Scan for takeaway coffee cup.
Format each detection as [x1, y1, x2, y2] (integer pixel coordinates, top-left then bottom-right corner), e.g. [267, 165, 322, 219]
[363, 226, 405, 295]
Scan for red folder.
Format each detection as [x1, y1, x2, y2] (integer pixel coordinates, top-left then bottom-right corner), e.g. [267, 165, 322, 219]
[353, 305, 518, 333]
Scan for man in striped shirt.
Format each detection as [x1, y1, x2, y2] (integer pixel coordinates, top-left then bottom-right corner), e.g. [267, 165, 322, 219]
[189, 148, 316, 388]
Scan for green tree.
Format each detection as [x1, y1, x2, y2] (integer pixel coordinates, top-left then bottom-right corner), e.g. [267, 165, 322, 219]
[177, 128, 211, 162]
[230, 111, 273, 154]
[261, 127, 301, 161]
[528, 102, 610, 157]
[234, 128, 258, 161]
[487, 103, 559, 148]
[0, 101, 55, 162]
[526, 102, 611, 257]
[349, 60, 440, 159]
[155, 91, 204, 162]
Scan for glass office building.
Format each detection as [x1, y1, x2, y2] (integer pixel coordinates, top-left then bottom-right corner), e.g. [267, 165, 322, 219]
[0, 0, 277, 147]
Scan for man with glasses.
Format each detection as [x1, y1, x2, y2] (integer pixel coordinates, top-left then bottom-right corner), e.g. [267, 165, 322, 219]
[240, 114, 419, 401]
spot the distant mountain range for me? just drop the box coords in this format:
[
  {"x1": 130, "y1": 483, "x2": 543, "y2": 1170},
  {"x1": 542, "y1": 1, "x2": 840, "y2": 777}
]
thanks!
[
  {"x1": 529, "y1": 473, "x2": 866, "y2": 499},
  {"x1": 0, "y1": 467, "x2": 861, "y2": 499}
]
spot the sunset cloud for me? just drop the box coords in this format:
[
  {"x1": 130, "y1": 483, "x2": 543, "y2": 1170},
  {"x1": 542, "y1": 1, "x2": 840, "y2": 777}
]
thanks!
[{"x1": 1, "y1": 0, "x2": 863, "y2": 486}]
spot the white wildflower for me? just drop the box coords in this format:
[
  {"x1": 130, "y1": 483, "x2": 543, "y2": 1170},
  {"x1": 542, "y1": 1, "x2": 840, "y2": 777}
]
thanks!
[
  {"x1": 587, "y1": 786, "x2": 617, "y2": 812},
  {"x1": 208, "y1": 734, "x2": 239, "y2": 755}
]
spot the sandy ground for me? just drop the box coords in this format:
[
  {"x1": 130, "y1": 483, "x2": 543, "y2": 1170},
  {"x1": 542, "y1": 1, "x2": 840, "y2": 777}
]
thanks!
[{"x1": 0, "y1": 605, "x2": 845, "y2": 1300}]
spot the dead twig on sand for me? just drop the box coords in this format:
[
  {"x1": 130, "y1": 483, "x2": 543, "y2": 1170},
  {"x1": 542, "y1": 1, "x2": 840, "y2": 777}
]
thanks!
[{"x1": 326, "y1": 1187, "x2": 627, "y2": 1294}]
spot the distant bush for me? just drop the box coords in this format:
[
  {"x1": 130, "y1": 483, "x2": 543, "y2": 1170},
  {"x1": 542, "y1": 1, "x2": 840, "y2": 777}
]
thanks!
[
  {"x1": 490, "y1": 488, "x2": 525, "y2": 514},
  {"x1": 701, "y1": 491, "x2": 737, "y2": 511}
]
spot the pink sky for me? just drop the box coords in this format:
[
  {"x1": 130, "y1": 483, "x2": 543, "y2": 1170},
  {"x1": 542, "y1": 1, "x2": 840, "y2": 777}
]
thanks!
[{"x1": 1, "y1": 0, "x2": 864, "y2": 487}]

:::::

## Exercise aim
An exact repetition of the data above is all that is needed.

## Exercise response
Scan for takeaway coffee cup.
Format each detection as [x1, y1, x2, y2] (integer pixel coordinates, top-left then bottom-right corner), e.g. [267, 165, 322, 219]
[363, 226, 405, 295]
Scan for red folder.
Format each detection as [x1, y1, x2, y2] (integer pixel coordinates, top-left then bottom-right corner), e.g. [267, 165, 322, 219]
[353, 305, 518, 333]
Scan for man in striped shirt.
Format each detection as [x1, y1, x2, y2] (integer pixel coordinates, top-left then bottom-right corner), e.g. [267, 165, 322, 219]
[189, 148, 316, 388]
Scan for green tree.
Format each detection as [x1, y1, x2, y2] (integer pixel coordinates, top-left then bottom-right corner), e.g. [267, 165, 322, 219]
[177, 128, 211, 162]
[230, 111, 273, 154]
[261, 127, 301, 161]
[528, 102, 610, 157]
[234, 128, 258, 161]
[487, 103, 559, 148]
[0, 101, 55, 162]
[526, 102, 611, 257]
[349, 60, 440, 159]
[155, 91, 204, 162]
Scan for glass office building.
Format each detection as [x1, y1, x2, y2] (integer pixel coordinates, top-left then bottom-right corner), e.g. [267, 165, 322, 219]
[0, 0, 277, 147]
Scan for man with glasses.
Format each detection as [x1, y1, x2, y2] (integer pixel coordinates, top-left then bottom-right corner), e.g. [267, 165, 322, 219]
[240, 114, 419, 401]
spot the distant mountain range for me? just drop the box coords in this format:
[
  {"x1": 130, "y1": 483, "x2": 543, "y2": 1170},
  {"x1": 542, "y1": 1, "x2": 840, "y2": 777}
]
thanks!
[
  {"x1": 529, "y1": 473, "x2": 866, "y2": 499},
  {"x1": 0, "y1": 467, "x2": 861, "y2": 499}
]
spot the sunset cloud for me? just drop the box coords in this format:
[
  {"x1": 130, "y1": 483, "x2": 543, "y2": 1170},
  {"x1": 542, "y1": 1, "x2": 840, "y2": 777}
]
thanks!
[{"x1": 1, "y1": 0, "x2": 863, "y2": 486}]
spot the white wildflower for me? just drop the box coords in this format:
[
  {"x1": 130, "y1": 483, "x2": 543, "y2": 1170},
  {"x1": 542, "y1": 1, "x2": 840, "y2": 777}
]
thanks!
[
  {"x1": 587, "y1": 786, "x2": 617, "y2": 812},
  {"x1": 208, "y1": 734, "x2": 239, "y2": 755}
]
spot the sandy ground for me? just drop the box coords in this format:
[
  {"x1": 130, "y1": 483, "x2": 543, "y2": 1170},
  {"x1": 542, "y1": 1, "x2": 840, "y2": 777}
]
thanks!
[{"x1": 0, "y1": 605, "x2": 845, "y2": 1300}]
spot the dead twig on sand for me? just drop the box coords in this format:
[
  {"x1": 130, "y1": 483, "x2": 543, "y2": 1170},
  {"x1": 542, "y1": 1, "x2": 840, "y2": 777}
]
thanks!
[{"x1": 326, "y1": 1187, "x2": 627, "y2": 1294}]
spot the distant bush for me? just drop the box coords in this format:
[
  {"x1": 130, "y1": 483, "x2": 543, "y2": 1170},
  {"x1": 542, "y1": 1, "x2": 840, "y2": 777}
]
thanks!
[
  {"x1": 490, "y1": 488, "x2": 525, "y2": 514},
  {"x1": 701, "y1": 491, "x2": 737, "y2": 511}
]
spot the pink sky for me? just drop the box coords in this format:
[
  {"x1": 130, "y1": 483, "x2": 543, "y2": 1170},
  {"x1": 542, "y1": 1, "x2": 840, "y2": 777}
]
thanks!
[{"x1": 1, "y1": 0, "x2": 864, "y2": 487}]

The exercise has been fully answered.